THE PROBLEM → Down to the last line, reproduce the data that follows, but skip the pictures.

RECORD EXTRACTS →
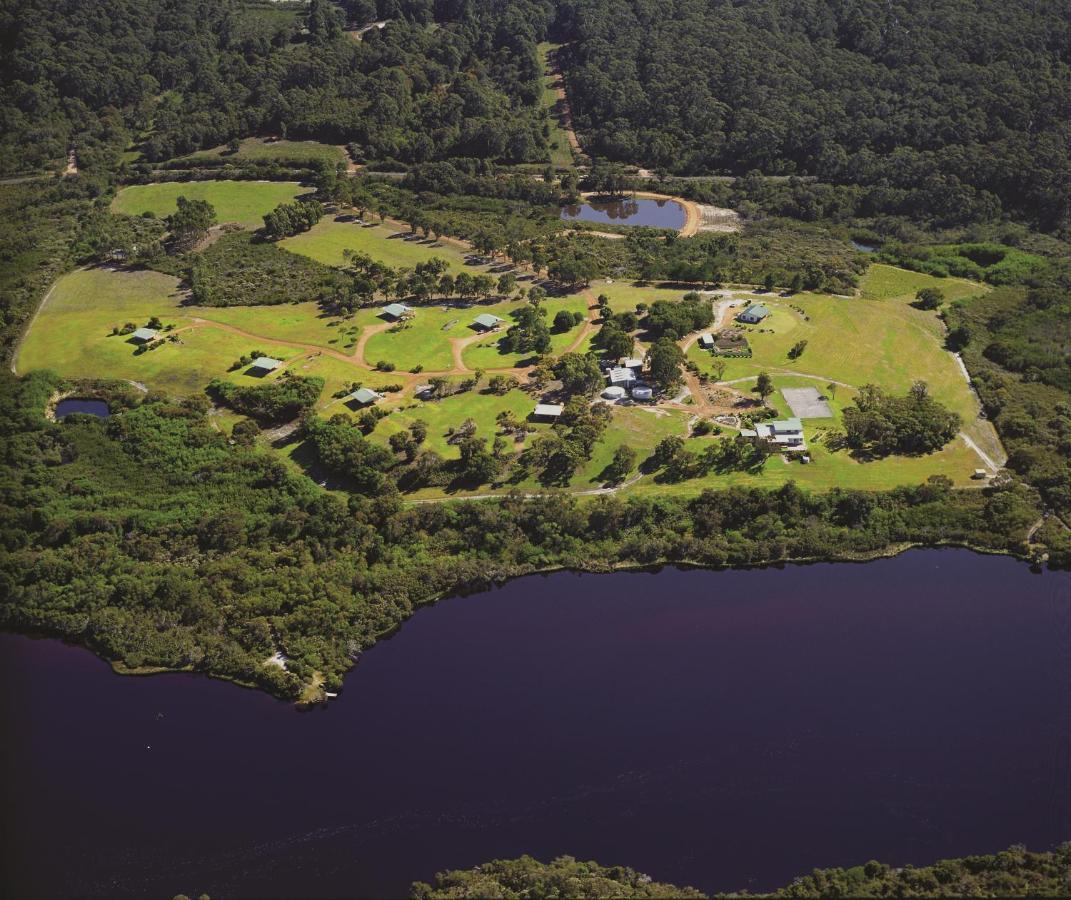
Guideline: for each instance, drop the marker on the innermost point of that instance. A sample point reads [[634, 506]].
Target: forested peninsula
[[185, 533]]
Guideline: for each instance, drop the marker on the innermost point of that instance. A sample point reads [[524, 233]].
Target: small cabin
[[754, 314], [485, 321], [261, 365], [363, 396]]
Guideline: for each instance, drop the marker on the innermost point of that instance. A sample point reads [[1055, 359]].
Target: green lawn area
[[242, 201], [889, 283], [561, 154], [326, 241], [257, 149], [855, 341]]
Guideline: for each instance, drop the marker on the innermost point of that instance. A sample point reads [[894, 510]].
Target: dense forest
[[953, 110], [1014, 872], [181, 75]]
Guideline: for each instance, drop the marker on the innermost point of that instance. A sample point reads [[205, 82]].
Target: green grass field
[[561, 153], [242, 201], [259, 150], [326, 241]]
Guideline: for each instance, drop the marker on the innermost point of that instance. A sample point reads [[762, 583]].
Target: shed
[[546, 410], [754, 314], [396, 311], [364, 396], [485, 321], [264, 364]]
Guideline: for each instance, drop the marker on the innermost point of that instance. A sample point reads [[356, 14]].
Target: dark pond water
[[92, 407], [726, 730], [652, 213]]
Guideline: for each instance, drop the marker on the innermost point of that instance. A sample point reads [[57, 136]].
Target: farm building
[[546, 411], [396, 311], [754, 314], [785, 434], [261, 365], [485, 321], [363, 396]]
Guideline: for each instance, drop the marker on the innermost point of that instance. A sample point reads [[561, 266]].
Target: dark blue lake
[[725, 730], [91, 407], [650, 212]]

ANSWER BOX →
Guideline: for each instance, drop the marker on the innermost point of that instance. A sample point reads [[634, 506]].
Target: forested peninsula
[[185, 533]]
Guideline: for each instance, drop the marker on the innermost point of that instance. A sample point reads [[524, 233]].
Target: small cabin
[[754, 314], [485, 321], [261, 365], [363, 396]]
Guideline: for each instance, drop the marker on the innermost point of that instance. A sample point reads [[1055, 359]].
Target: green lawn area
[[242, 201], [889, 283], [561, 154], [326, 241], [257, 149], [855, 341]]
Guideline: for each instance, drop the marker on the innermost point of that instance. A sample point reads [[894, 510]].
Target: dense forest
[[953, 110], [1014, 872], [181, 75]]
Guideline: for each instance, drop the marker on the innermost point of that instance. A sample point reads [[205, 82]].
Target: green grass field
[[561, 153], [242, 201], [259, 150], [326, 241]]
Guideline: for each instance, drop the marker on the innermost point of that instance. A sample point reads [[762, 583]].
Target: shed
[[546, 410], [754, 314], [396, 311], [364, 396], [485, 321], [264, 364]]
Guideline: for each instance, drop the marker on the innermost point of that instance. A sample point reads [[356, 14]].
Target: dark pond water
[[92, 407], [726, 730], [652, 213]]
Guideline: for each instance, drop the marker on the innermost point of that instance. A sample point reads [[57, 136]].
Target: farm building
[[546, 411], [396, 311], [754, 314], [785, 434], [261, 365], [485, 321], [363, 396]]
Guideline: for each instance, drop the marker on the innermost point of that instance. A sample point reads [[561, 266]].
Target: dark blue lake
[[725, 730], [91, 407], [650, 212]]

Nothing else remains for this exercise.